** Requirement **
From the first line to the last, write out the data below exactly.

(Region pointing data)
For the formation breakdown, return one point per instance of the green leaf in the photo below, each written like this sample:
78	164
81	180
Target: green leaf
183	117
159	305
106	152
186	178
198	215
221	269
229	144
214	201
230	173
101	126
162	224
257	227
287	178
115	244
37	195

** Result for this exercise **
For the formation breakdown, return one point per instance of the green leaf in the photo below, each written like this sample:
78	164
81	180
Target: green leaf
183	117
159	305
106	152
186	178
198	215
221	269
229	144
214	201
230	173
101	126
162	224
257	227
287	178
115	244
37	195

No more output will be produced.